SHORT PROBLEM:
Format the lines starting at the one containing "Each instance of the bare" and ending at the one containing "x=630 y=491" as a numbered list, including both of those lines and omitting any blank lines.

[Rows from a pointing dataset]
—————
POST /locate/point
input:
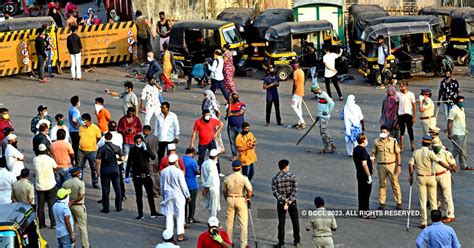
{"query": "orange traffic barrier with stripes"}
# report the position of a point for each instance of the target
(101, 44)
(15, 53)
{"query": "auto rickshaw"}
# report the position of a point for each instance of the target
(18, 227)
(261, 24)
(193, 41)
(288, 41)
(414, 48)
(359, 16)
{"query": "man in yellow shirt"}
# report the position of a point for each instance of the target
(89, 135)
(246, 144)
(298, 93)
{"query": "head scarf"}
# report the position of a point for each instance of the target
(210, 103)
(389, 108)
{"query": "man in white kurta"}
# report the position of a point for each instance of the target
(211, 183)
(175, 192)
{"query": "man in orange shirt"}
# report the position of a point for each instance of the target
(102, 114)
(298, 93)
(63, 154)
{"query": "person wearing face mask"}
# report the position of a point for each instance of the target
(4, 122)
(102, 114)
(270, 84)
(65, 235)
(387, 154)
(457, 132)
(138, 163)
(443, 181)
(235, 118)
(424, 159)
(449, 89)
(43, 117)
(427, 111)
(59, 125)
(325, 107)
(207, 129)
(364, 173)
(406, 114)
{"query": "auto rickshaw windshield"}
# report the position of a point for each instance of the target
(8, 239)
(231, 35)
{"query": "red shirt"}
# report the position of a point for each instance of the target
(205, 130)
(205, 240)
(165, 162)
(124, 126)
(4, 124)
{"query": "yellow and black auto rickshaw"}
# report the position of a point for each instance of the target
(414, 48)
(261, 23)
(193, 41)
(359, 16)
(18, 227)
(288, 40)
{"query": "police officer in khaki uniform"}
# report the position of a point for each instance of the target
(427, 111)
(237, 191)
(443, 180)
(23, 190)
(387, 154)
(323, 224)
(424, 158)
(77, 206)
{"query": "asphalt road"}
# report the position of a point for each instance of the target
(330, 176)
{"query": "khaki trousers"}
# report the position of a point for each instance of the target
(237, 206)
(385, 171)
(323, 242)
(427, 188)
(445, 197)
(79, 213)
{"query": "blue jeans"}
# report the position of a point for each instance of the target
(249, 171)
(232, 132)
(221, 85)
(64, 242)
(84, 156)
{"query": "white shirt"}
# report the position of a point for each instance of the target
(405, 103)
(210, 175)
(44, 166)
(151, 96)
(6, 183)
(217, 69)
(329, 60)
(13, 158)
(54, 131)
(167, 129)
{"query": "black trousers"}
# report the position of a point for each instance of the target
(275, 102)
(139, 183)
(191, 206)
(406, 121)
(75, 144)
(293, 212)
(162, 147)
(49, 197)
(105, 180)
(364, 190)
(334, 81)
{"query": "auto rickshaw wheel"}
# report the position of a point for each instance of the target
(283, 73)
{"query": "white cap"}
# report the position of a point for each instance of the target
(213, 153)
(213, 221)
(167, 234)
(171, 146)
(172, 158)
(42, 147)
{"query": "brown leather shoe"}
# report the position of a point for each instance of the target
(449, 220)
—————
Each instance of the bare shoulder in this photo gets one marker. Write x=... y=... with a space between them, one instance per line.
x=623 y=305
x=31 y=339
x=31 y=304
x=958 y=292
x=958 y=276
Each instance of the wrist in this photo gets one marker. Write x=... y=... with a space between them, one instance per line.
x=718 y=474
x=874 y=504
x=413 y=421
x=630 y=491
—————
SOLUTION TO THE EXERCISE:
1. Each instance of the bare shoulder in this photo gets one marker. Write x=... y=... with a space between them, one instance per line.
2. x=623 y=305
3. x=31 y=339
4. x=31 y=304
5. x=958 y=292
6. x=958 y=276
7. Each instance of the wrist in this photo gets one marker. Write x=... y=... with a space between them, one instance per line.
8. x=718 y=474
9. x=874 y=504
10. x=413 y=421
11. x=630 y=491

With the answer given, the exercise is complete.